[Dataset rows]
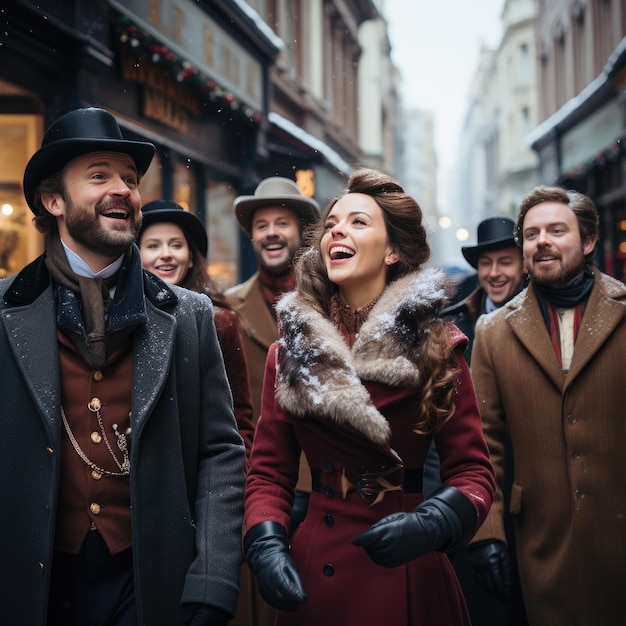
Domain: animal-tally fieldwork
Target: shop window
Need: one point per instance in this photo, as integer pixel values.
(20, 242)
(186, 186)
(223, 232)
(151, 185)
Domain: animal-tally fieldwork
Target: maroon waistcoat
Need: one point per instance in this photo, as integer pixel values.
(89, 499)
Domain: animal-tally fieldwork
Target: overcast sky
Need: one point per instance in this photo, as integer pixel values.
(435, 45)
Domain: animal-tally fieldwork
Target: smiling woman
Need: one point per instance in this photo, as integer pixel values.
(173, 244)
(365, 375)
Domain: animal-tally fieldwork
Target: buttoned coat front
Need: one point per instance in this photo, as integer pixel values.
(259, 331)
(351, 410)
(187, 458)
(568, 433)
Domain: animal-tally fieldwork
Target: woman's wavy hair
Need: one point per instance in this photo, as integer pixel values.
(407, 236)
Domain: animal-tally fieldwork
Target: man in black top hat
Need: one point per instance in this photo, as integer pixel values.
(498, 263)
(120, 457)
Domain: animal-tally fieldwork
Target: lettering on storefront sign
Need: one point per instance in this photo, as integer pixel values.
(164, 101)
(185, 27)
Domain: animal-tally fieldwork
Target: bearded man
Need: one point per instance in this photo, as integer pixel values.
(549, 366)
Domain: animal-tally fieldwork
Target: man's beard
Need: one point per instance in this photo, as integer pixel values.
(275, 266)
(87, 230)
(560, 275)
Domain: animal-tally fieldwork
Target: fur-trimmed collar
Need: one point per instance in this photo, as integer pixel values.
(320, 376)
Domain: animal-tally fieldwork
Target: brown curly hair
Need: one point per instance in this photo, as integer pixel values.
(407, 235)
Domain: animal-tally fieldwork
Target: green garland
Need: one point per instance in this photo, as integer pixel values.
(182, 71)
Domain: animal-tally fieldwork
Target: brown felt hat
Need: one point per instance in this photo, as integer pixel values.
(276, 191)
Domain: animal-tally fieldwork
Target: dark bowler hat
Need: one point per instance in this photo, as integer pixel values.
(494, 233)
(169, 211)
(276, 191)
(75, 133)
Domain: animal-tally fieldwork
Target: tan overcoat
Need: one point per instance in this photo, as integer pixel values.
(568, 435)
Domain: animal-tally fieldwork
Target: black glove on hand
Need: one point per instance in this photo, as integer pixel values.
(267, 554)
(446, 520)
(492, 566)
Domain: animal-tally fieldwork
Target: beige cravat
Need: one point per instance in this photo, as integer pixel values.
(566, 323)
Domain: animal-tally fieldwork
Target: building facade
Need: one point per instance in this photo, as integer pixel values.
(581, 136)
(496, 165)
(229, 92)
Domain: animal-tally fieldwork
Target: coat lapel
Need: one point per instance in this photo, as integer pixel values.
(526, 322)
(254, 316)
(602, 315)
(31, 331)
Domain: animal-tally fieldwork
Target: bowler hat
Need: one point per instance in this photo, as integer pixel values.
(276, 191)
(494, 233)
(169, 211)
(75, 133)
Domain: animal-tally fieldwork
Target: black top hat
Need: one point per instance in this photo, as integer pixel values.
(276, 191)
(75, 133)
(168, 211)
(494, 233)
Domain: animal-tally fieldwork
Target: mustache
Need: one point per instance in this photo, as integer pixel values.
(111, 204)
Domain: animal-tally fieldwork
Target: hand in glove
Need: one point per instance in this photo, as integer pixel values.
(267, 554)
(444, 521)
(492, 566)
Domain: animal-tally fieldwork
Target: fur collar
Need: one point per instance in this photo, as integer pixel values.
(320, 376)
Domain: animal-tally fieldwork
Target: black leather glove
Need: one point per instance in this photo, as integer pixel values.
(204, 615)
(267, 554)
(492, 567)
(444, 521)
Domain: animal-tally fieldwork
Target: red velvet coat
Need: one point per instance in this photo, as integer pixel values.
(350, 408)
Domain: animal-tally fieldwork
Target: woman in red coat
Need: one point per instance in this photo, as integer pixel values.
(173, 245)
(364, 376)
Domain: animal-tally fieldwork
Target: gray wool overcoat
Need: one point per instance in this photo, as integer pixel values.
(187, 457)
(569, 439)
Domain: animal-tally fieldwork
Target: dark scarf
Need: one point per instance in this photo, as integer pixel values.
(94, 298)
(273, 286)
(573, 295)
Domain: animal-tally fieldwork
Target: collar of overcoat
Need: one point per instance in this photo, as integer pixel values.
(604, 311)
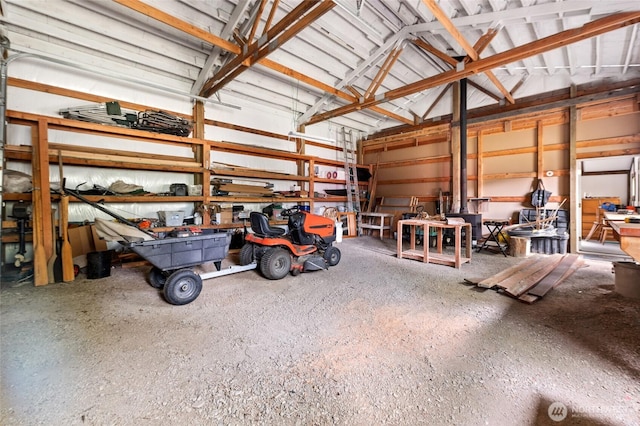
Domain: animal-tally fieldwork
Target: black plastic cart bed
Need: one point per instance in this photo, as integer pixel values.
(173, 257)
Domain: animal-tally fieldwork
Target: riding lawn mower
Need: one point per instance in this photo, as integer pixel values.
(307, 246)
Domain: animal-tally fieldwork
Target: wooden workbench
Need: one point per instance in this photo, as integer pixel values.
(438, 257)
(627, 233)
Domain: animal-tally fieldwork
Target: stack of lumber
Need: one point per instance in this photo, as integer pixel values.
(397, 206)
(533, 278)
(238, 189)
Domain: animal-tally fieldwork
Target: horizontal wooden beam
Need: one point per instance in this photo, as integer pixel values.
(563, 38)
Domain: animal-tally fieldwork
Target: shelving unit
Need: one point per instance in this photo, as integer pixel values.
(197, 166)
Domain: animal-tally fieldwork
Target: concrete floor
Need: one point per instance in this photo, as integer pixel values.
(373, 340)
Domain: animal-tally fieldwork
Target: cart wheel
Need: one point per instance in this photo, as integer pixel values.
(275, 263)
(157, 278)
(182, 287)
(246, 254)
(332, 255)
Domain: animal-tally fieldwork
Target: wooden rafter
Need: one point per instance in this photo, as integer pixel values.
(383, 72)
(436, 52)
(563, 38)
(226, 45)
(483, 90)
(294, 22)
(438, 99)
(472, 51)
(451, 29)
(256, 22)
(272, 13)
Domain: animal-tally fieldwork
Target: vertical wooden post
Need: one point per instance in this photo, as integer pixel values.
(455, 151)
(198, 133)
(540, 149)
(41, 203)
(202, 153)
(574, 223)
(300, 149)
(480, 165)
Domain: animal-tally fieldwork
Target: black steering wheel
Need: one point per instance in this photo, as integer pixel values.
(289, 212)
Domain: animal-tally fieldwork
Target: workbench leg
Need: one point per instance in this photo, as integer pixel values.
(399, 240)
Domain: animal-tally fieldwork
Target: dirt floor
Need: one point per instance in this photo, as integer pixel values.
(373, 340)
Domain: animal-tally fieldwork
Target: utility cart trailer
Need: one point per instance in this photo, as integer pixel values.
(173, 257)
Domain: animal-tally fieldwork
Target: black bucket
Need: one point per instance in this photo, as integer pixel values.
(99, 264)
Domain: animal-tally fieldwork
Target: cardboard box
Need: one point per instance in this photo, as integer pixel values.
(171, 218)
(225, 216)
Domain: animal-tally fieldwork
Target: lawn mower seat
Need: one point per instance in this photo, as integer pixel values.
(260, 225)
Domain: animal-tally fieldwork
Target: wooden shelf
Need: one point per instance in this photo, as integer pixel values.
(234, 199)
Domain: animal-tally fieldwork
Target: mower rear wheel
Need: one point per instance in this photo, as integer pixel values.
(275, 263)
(332, 255)
(157, 278)
(182, 287)
(246, 254)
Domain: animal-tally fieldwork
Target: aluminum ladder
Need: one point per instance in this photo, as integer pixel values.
(351, 173)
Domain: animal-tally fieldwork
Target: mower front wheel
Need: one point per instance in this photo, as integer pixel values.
(332, 255)
(275, 264)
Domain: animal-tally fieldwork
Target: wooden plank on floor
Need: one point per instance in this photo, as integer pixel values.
(529, 281)
(528, 298)
(493, 280)
(509, 283)
(555, 277)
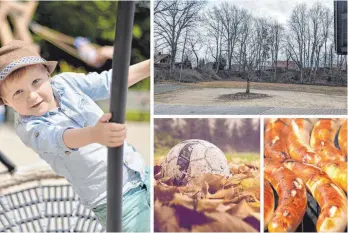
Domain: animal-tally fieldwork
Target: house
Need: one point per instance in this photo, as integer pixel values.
(185, 65)
(281, 66)
(162, 58)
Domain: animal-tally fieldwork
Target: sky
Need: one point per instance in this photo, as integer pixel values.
(273, 9)
(276, 9)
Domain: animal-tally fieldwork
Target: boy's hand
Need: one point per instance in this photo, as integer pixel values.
(108, 133)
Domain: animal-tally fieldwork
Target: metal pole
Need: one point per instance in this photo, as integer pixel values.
(119, 87)
(7, 163)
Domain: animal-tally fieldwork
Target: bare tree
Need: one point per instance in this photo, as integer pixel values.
(171, 22)
(243, 40)
(160, 7)
(213, 24)
(231, 19)
(296, 38)
(195, 43)
(276, 34)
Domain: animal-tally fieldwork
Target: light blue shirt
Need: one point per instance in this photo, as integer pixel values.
(86, 167)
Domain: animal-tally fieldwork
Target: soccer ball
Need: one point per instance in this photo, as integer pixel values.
(191, 158)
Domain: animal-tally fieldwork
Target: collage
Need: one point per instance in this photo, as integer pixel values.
(173, 116)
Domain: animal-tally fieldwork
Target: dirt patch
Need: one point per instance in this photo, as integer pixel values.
(319, 89)
(243, 96)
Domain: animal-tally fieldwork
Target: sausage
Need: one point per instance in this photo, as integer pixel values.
(323, 140)
(276, 133)
(331, 199)
(269, 203)
(292, 197)
(298, 142)
(337, 171)
(342, 138)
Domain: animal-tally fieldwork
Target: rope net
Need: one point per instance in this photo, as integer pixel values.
(37, 200)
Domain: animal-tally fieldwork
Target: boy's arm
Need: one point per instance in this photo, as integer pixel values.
(104, 132)
(98, 86)
(76, 138)
(138, 72)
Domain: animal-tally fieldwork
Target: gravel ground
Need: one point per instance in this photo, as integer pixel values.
(209, 97)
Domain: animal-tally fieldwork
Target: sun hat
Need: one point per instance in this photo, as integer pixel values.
(17, 54)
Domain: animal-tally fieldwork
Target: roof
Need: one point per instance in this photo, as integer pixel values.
(161, 57)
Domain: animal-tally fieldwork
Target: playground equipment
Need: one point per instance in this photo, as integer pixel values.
(39, 200)
(119, 87)
(35, 199)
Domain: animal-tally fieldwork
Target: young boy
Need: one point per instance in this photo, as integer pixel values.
(59, 119)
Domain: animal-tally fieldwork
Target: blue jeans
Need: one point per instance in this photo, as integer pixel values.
(136, 209)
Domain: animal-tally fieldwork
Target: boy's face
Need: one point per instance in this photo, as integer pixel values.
(31, 94)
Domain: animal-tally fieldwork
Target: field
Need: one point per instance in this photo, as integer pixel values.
(281, 95)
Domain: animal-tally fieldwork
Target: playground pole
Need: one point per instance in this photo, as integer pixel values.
(119, 87)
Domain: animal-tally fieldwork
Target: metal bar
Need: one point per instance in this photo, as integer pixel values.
(119, 88)
(7, 163)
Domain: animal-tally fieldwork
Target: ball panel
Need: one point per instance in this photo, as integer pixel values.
(192, 158)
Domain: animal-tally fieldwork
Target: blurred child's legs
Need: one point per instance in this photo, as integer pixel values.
(136, 209)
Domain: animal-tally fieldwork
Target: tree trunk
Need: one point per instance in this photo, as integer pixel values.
(182, 57)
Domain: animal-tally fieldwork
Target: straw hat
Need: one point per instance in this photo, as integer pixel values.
(18, 54)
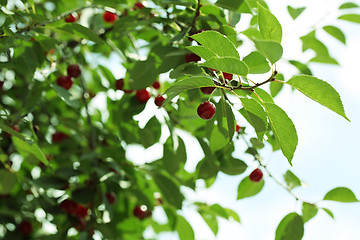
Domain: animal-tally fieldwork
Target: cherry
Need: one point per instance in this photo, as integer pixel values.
(69, 206)
(70, 18)
(206, 110)
(119, 84)
(139, 5)
(59, 137)
(227, 76)
(192, 57)
(207, 90)
(141, 212)
(111, 197)
(256, 175)
(81, 211)
(73, 70)
(109, 17)
(25, 227)
(64, 81)
(142, 95)
(156, 85)
(159, 100)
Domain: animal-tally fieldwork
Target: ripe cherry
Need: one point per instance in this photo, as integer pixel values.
(192, 57)
(59, 137)
(69, 206)
(156, 85)
(207, 90)
(64, 81)
(119, 84)
(159, 100)
(206, 110)
(139, 5)
(25, 228)
(73, 70)
(141, 212)
(111, 197)
(109, 17)
(70, 18)
(142, 95)
(227, 76)
(256, 175)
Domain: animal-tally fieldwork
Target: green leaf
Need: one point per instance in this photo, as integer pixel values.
(291, 180)
(248, 188)
(291, 227)
(319, 91)
(295, 12)
(348, 5)
(30, 152)
(228, 65)
(66, 96)
(255, 115)
(303, 68)
(355, 18)
(269, 26)
(217, 43)
(283, 128)
(309, 211)
(232, 214)
(230, 4)
(82, 32)
(184, 229)
(143, 74)
(187, 84)
(202, 52)
(336, 33)
(169, 189)
(257, 63)
(272, 50)
(341, 194)
(7, 181)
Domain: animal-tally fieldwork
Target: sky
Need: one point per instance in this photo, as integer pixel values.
(327, 154)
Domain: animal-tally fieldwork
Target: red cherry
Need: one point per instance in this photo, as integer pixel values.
(119, 84)
(69, 206)
(64, 81)
(192, 57)
(142, 95)
(227, 76)
(111, 197)
(207, 90)
(141, 212)
(109, 17)
(59, 137)
(70, 18)
(156, 85)
(256, 175)
(159, 100)
(81, 211)
(73, 70)
(206, 110)
(139, 5)
(25, 227)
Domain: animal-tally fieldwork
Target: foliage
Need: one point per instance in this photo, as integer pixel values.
(65, 146)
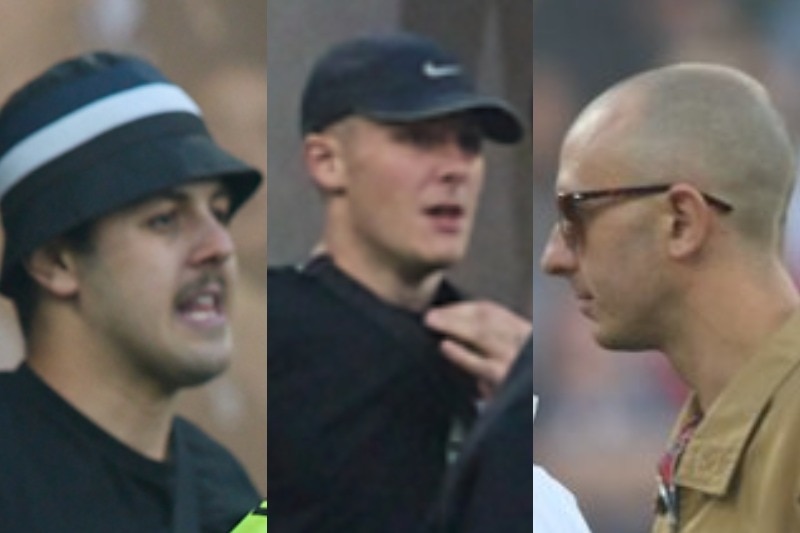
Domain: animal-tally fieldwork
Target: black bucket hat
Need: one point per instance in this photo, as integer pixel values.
(91, 135)
(400, 78)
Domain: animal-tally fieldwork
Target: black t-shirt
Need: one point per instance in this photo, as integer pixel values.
(59, 472)
(490, 488)
(361, 403)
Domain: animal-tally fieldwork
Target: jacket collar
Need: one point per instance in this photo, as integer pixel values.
(720, 442)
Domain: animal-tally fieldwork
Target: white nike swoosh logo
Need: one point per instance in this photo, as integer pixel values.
(433, 70)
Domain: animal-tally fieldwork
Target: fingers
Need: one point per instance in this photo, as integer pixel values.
(489, 372)
(483, 338)
(485, 326)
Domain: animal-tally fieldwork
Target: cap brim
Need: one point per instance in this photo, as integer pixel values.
(498, 121)
(99, 187)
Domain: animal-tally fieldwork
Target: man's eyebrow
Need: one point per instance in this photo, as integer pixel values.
(180, 195)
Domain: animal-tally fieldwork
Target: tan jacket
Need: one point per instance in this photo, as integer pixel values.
(740, 472)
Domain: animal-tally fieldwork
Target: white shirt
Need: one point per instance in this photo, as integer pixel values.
(555, 509)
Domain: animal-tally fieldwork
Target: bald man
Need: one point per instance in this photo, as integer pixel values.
(672, 192)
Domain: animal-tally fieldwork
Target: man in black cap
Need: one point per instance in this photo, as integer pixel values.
(373, 355)
(115, 204)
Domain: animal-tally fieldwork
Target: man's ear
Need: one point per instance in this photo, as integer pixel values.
(54, 268)
(691, 220)
(323, 155)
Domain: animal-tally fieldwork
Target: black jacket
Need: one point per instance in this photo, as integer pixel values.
(490, 488)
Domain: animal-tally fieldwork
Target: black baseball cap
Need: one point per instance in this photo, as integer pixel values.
(399, 78)
(91, 135)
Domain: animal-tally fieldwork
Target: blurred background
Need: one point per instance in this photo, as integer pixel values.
(604, 417)
(216, 50)
(493, 38)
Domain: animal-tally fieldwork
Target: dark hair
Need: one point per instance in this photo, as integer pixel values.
(25, 292)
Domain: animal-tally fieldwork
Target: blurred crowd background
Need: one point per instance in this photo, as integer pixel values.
(216, 50)
(604, 417)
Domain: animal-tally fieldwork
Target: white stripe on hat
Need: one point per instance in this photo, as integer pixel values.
(87, 123)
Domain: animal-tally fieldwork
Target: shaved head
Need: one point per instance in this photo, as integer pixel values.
(708, 125)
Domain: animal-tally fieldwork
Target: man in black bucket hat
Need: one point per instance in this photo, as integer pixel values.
(374, 357)
(115, 204)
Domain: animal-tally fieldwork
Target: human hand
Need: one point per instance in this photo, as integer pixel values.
(481, 337)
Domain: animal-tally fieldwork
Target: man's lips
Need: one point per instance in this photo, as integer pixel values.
(446, 217)
(201, 304)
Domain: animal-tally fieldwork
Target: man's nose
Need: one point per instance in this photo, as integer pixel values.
(558, 259)
(213, 243)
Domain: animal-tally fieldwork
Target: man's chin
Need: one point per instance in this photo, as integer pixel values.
(201, 369)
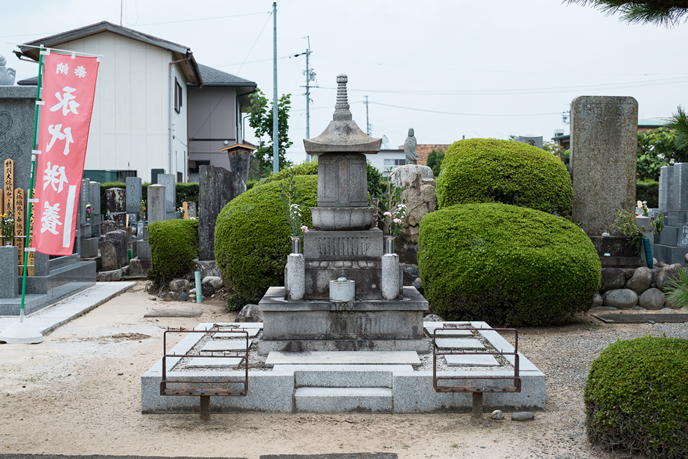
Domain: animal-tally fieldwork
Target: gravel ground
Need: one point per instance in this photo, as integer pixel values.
(79, 393)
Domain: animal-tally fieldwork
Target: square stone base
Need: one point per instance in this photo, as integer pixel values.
(321, 325)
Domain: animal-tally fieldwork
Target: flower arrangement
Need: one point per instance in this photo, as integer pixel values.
(291, 203)
(8, 225)
(394, 216)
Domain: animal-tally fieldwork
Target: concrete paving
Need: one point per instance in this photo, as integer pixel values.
(343, 358)
(49, 318)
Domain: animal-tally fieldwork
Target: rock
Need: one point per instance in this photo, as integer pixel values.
(109, 276)
(250, 313)
(623, 298)
(652, 299)
(411, 272)
(522, 416)
(667, 275)
(214, 281)
(432, 318)
(603, 308)
(496, 414)
(641, 280)
(612, 278)
(177, 285)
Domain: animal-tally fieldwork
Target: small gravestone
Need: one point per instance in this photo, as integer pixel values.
(217, 186)
(156, 203)
(604, 139)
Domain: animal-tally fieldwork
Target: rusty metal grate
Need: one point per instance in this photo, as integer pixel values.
(475, 389)
(197, 388)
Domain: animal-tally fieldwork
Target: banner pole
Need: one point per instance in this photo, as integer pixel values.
(31, 180)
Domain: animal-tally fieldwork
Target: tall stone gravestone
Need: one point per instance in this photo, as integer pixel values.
(603, 160)
(217, 186)
(671, 245)
(169, 181)
(156, 203)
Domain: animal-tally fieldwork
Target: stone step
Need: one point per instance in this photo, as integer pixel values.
(343, 358)
(343, 400)
(343, 375)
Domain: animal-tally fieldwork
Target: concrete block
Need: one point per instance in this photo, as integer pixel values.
(343, 400)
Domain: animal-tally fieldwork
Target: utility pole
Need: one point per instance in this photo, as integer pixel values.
(367, 119)
(310, 76)
(275, 109)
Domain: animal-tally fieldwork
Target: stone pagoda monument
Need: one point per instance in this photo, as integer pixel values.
(343, 293)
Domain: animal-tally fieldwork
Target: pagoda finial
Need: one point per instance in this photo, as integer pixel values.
(341, 109)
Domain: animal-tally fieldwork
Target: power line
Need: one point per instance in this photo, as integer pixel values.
(462, 114)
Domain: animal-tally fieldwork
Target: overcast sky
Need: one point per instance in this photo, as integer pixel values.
(448, 68)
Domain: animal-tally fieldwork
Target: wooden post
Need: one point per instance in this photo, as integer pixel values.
(32, 255)
(8, 187)
(19, 225)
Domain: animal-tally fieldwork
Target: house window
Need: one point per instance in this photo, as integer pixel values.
(177, 96)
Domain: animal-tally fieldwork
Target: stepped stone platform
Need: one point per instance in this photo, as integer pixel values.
(342, 381)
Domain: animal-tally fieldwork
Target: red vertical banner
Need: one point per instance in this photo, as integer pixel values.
(69, 85)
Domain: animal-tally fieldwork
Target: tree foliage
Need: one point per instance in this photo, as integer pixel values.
(659, 12)
(260, 119)
(657, 148)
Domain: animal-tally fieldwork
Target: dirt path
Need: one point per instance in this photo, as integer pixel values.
(79, 393)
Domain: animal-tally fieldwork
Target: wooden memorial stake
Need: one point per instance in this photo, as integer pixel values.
(19, 226)
(30, 263)
(8, 187)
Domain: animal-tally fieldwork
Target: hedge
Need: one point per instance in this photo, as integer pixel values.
(252, 236)
(174, 245)
(506, 265)
(490, 170)
(636, 397)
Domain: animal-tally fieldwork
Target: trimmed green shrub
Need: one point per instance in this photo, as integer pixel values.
(174, 245)
(490, 170)
(647, 191)
(252, 236)
(506, 265)
(636, 397)
(374, 176)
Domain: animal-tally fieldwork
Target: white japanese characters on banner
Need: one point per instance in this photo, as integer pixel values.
(69, 84)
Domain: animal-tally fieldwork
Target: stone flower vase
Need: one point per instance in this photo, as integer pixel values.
(389, 244)
(295, 244)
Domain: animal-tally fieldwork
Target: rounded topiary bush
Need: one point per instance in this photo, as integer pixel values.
(637, 397)
(252, 236)
(174, 245)
(506, 265)
(490, 170)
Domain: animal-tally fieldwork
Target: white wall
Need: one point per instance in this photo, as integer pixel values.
(129, 127)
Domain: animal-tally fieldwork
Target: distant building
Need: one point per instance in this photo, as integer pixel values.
(145, 90)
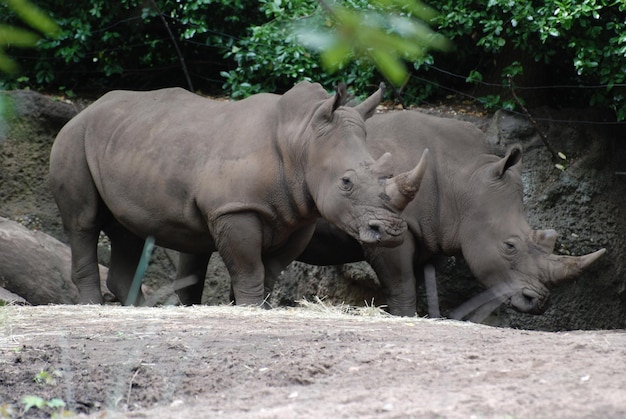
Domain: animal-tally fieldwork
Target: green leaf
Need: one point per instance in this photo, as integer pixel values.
(34, 16)
(390, 66)
(334, 57)
(32, 401)
(15, 37)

_DIRECTIONS FOR THIS TASK_.
Collect each line of the data above that contains the word "gravestone", and copy those lines.

_ANSWER TO THE PROBLEM_.
Target: small gravestone
Target: tall stone gravestone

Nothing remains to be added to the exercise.